In essence: slang can get very localized. You might check with an AA contact person (or a few) close to the area you believe the material to be from?
posted by stormyteal at 2:37 PM on June 16, 2020 [1 favorite]


Hep C is a blood-borne pathogen in general. There is weak, controversial evidence for sexual transmission, (far exaggerated epidemiologists think because sexual contacts are much easier to confess to than IV drug use, even once, as an "experiment" years before diagnosis. It is so difficult to transmit sexually that the CDC does not recommend using barriers in monogamous discordant heterosexual couples.) Having HIV does increase the risk of sexually contracting hep C, but again, has nothing to do with drinking alcohol, and people with HIV are a subset of the population at risk.

There is very, very rare transmission from infected pregnant mother to infant - I only saw this once , and method of delivery, vaginal v. C section appears to be irrelevant. There's some health-care infection from lapsed infection control, but this, again, is through blood. Before testing of the blood supply began in 1992 there was some transmission from transfusion. I've sadly seen several of those.

=== RECORDED DATA ===
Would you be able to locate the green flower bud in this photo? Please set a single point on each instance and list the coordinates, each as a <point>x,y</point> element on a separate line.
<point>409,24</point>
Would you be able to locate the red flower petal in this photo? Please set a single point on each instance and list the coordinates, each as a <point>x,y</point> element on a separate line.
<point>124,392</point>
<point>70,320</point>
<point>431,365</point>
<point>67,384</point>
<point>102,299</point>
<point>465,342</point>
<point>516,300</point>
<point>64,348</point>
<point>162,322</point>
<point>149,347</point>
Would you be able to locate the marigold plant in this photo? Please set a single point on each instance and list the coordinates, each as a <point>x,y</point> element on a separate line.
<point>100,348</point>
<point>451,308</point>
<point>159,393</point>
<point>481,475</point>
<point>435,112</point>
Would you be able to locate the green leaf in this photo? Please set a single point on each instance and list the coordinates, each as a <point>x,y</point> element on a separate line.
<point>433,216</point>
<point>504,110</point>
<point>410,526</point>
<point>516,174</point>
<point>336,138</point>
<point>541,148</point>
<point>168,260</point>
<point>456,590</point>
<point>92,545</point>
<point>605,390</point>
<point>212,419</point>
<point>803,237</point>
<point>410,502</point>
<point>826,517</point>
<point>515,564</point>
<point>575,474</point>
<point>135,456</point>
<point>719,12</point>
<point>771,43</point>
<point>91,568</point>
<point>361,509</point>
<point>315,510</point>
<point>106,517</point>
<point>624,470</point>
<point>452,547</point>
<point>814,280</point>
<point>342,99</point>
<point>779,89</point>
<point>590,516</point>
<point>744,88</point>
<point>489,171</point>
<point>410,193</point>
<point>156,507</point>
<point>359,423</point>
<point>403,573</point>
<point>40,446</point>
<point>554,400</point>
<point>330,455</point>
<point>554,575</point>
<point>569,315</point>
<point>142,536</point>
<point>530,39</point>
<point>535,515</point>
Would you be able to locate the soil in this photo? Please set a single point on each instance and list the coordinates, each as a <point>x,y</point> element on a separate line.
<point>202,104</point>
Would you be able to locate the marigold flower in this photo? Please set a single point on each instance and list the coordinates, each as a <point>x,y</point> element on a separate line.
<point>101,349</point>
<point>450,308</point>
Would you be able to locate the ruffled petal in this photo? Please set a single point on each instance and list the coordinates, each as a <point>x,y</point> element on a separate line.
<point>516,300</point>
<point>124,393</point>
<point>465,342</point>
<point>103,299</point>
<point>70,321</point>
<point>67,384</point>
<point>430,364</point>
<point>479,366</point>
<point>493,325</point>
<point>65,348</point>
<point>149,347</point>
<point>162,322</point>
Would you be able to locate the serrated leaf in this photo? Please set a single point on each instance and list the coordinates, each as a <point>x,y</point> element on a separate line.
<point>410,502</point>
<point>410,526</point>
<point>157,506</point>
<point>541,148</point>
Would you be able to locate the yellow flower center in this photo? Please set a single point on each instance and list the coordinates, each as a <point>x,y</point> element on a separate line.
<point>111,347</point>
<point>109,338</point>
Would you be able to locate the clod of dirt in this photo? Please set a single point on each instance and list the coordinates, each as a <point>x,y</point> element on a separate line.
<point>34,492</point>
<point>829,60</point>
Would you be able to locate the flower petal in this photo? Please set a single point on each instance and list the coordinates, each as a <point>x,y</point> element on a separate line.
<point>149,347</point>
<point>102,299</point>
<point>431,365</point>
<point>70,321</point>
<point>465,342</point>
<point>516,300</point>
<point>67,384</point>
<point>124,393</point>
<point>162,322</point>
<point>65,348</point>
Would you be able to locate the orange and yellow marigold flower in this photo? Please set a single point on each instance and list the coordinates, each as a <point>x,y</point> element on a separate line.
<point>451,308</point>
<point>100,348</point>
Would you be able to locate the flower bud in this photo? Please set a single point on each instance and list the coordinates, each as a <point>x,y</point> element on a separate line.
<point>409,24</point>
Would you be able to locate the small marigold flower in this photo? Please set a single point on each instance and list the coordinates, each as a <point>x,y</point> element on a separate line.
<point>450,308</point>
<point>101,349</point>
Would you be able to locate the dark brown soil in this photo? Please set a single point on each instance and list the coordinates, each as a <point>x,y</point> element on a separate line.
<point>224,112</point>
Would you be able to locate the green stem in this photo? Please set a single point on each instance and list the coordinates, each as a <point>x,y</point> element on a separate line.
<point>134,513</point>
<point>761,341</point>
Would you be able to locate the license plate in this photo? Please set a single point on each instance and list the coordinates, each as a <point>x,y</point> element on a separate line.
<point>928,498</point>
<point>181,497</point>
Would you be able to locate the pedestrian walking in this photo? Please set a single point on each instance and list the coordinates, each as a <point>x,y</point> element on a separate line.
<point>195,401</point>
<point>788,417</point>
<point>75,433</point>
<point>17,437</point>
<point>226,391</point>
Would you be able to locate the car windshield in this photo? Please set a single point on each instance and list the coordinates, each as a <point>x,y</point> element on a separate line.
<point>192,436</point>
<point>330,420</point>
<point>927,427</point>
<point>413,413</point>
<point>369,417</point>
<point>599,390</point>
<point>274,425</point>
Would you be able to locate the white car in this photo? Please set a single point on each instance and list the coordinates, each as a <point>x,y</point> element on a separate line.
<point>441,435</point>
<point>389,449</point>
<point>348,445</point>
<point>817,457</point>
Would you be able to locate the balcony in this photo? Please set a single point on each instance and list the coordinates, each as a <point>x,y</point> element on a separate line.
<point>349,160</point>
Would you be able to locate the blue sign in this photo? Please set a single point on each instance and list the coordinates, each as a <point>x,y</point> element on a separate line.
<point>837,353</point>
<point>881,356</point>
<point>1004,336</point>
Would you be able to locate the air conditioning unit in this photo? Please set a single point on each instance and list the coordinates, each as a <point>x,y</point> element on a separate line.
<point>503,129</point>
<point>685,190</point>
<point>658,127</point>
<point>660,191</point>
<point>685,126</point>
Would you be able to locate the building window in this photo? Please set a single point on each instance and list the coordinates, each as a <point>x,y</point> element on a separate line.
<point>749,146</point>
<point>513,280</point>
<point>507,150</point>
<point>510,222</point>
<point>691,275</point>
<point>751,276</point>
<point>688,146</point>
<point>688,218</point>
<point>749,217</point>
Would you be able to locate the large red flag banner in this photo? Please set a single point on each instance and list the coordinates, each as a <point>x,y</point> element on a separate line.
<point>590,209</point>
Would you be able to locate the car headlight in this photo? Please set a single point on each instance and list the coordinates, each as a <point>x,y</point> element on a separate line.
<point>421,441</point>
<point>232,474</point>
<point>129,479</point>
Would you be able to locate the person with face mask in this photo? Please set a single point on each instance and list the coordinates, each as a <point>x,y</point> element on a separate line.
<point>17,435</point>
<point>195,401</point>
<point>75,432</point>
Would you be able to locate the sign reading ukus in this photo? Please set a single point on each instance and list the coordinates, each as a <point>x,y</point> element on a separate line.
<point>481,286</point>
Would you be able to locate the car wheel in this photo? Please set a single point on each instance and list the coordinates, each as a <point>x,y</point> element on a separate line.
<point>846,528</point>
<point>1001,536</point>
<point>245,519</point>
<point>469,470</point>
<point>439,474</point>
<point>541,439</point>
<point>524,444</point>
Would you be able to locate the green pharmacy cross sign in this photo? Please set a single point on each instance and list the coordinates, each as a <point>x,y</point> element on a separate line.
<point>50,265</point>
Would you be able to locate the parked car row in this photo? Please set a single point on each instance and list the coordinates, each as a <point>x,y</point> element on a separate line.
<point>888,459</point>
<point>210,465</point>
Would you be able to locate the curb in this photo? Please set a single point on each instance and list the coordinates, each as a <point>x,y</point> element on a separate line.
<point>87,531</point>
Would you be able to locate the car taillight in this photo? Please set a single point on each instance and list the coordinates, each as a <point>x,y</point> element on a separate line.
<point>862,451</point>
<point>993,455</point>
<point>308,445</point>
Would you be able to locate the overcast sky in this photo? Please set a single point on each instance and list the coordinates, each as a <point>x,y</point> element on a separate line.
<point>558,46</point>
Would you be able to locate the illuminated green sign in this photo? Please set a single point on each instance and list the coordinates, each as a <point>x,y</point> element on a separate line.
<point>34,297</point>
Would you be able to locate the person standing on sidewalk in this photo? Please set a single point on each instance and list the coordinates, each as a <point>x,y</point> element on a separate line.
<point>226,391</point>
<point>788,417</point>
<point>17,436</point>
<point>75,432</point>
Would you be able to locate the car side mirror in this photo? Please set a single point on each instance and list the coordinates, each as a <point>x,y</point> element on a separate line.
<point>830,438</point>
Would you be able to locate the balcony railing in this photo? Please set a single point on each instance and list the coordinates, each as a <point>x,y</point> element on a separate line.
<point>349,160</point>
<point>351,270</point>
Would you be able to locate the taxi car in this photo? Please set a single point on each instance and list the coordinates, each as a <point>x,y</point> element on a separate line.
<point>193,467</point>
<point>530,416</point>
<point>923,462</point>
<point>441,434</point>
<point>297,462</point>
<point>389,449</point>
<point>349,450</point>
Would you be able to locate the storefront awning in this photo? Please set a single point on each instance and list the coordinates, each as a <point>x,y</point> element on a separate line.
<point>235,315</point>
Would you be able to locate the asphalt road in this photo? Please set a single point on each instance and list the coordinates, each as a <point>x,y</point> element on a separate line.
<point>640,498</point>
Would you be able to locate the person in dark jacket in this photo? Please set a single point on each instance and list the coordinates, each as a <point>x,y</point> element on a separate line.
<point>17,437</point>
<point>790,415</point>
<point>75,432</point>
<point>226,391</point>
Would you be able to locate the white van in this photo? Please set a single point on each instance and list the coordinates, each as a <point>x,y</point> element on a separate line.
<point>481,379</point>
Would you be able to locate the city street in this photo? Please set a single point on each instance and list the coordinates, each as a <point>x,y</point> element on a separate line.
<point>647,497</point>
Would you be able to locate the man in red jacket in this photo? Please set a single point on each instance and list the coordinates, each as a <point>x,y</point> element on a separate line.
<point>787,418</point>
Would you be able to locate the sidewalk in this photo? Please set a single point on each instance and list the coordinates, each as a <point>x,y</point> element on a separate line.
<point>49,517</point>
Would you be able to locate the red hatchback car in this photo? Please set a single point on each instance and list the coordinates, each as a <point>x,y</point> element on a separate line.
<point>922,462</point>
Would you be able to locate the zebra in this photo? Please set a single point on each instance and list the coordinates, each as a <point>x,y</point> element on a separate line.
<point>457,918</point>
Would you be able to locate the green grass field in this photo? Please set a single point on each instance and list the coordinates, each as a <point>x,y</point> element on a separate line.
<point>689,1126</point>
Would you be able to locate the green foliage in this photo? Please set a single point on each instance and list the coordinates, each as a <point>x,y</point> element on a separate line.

=== WHAT YOU SHOULD DO ===
Can you reproduce the forum post word for word, from "There is very, very" up to and including "several of those."? The listing comes from a different source than the forum post.

=== TASK RESULT ===
There is very, very rare transmission from infected pregnant mother to infant - I only saw this once , and method of delivery, vaginal v. C section appears to be irrelevant. There's some health-care infection from lapsed infection control, but this, again, is through blood. Before testing of the blood supply began in 1992 there was some transmission from transfusion. I've sadly seen several of those.